Copy each line of the entries below that includes the word "soap", matching it case-sensitively.

[Begin Records provided]

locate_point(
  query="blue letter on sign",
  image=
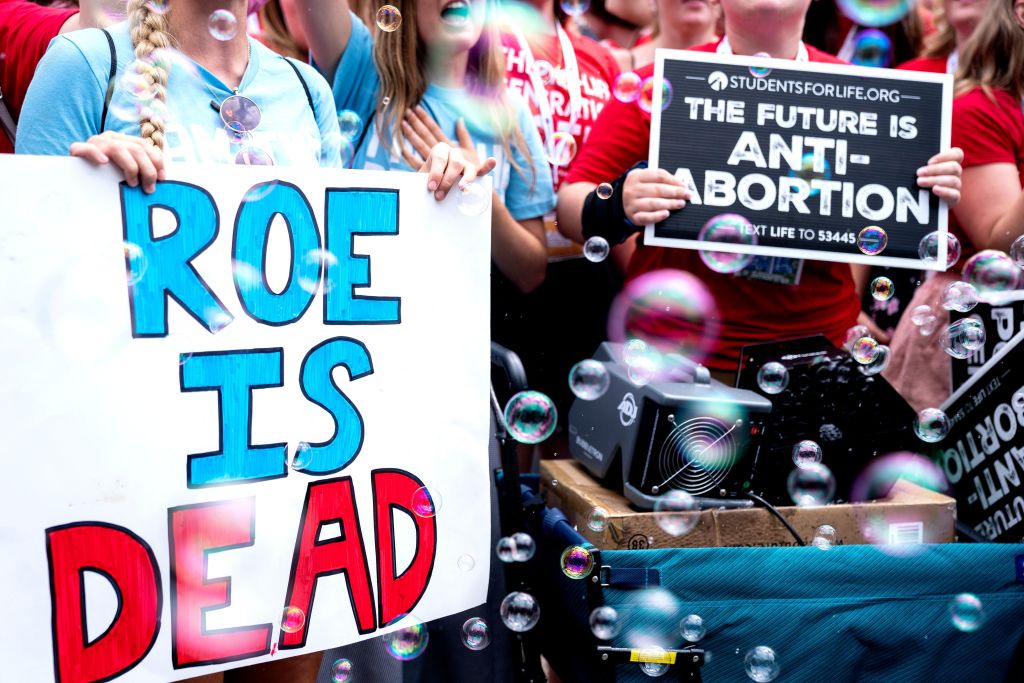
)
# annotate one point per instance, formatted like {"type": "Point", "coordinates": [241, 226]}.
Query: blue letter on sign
{"type": "Point", "coordinates": [318, 386]}
{"type": "Point", "coordinates": [252, 226]}
{"type": "Point", "coordinates": [169, 270]}
{"type": "Point", "coordinates": [233, 375]}
{"type": "Point", "coordinates": [351, 212]}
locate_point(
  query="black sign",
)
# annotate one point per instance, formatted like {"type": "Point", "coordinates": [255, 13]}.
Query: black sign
{"type": "Point", "coordinates": [810, 154]}
{"type": "Point", "coordinates": [1001, 324]}
{"type": "Point", "coordinates": [983, 455]}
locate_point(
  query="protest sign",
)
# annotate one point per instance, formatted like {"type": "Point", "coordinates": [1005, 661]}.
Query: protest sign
{"type": "Point", "coordinates": [245, 417]}
{"type": "Point", "coordinates": [820, 159]}
{"type": "Point", "coordinates": [983, 455]}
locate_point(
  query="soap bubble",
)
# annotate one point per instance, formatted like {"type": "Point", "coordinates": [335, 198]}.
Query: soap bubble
{"type": "Point", "coordinates": [647, 89]}
{"type": "Point", "coordinates": [505, 549]}
{"type": "Point", "coordinates": [773, 378]}
{"type": "Point", "coordinates": [293, 620]}
{"type": "Point", "coordinates": [677, 512]}
{"type": "Point", "coordinates": [589, 379]}
{"type": "Point", "coordinates": [627, 87]}
{"type": "Point", "coordinates": [519, 611]}
{"type": "Point", "coordinates": [872, 240]}
{"type": "Point", "coordinates": [672, 311]}
{"type": "Point", "coordinates": [350, 124]}
{"type": "Point", "coordinates": [883, 289]}
{"type": "Point", "coordinates": [811, 485]}
{"type": "Point", "coordinates": [577, 561]}
{"type": "Point", "coordinates": [341, 671]}
{"type": "Point", "coordinates": [135, 263]}
{"type": "Point", "coordinates": [761, 665]}
{"type": "Point", "coordinates": [967, 612]}
{"type": "Point", "coordinates": [878, 478]}
{"type": "Point", "coordinates": [824, 537]}
{"type": "Point", "coordinates": [408, 643]}
{"type": "Point", "coordinates": [871, 48]}
{"type": "Point", "coordinates": [604, 623]}
{"type": "Point", "coordinates": [426, 503]}
{"type": "Point", "coordinates": [991, 271]}
{"type": "Point", "coordinates": [475, 634]}
{"type": "Point", "coordinates": [597, 520]}
{"type": "Point", "coordinates": [562, 148]}
{"type": "Point", "coordinates": [574, 7]}
{"type": "Point", "coordinates": [692, 628]}
{"type": "Point", "coordinates": [928, 249]}
{"type": "Point", "coordinates": [472, 200]}
{"type": "Point", "coordinates": [1017, 251]}
{"type": "Point", "coordinates": [732, 229]}
{"type": "Point", "coordinates": [931, 425]}
{"type": "Point", "coordinates": [388, 18]}
{"type": "Point", "coordinates": [922, 314]}
{"type": "Point", "coordinates": [960, 296]}
{"type": "Point", "coordinates": [864, 349]}
{"type": "Point", "coordinates": [596, 249]}
{"type": "Point", "coordinates": [964, 337]}
{"type": "Point", "coordinates": [222, 25]}
{"type": "Point", "coordinates": [806, 453]}
{"type": "Point", "coordinates": [523, 547]}
{"type": "Point", "coordinates": [760, 72]}
{"type": "Point", "coordinates": [530, 417]}
{"type": "Point", "coordinates": [879, 364]}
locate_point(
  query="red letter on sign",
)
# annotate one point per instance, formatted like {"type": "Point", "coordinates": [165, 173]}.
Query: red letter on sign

[End Records provided]

Output for this task —
  query="soap bubble",
Query: soap bubble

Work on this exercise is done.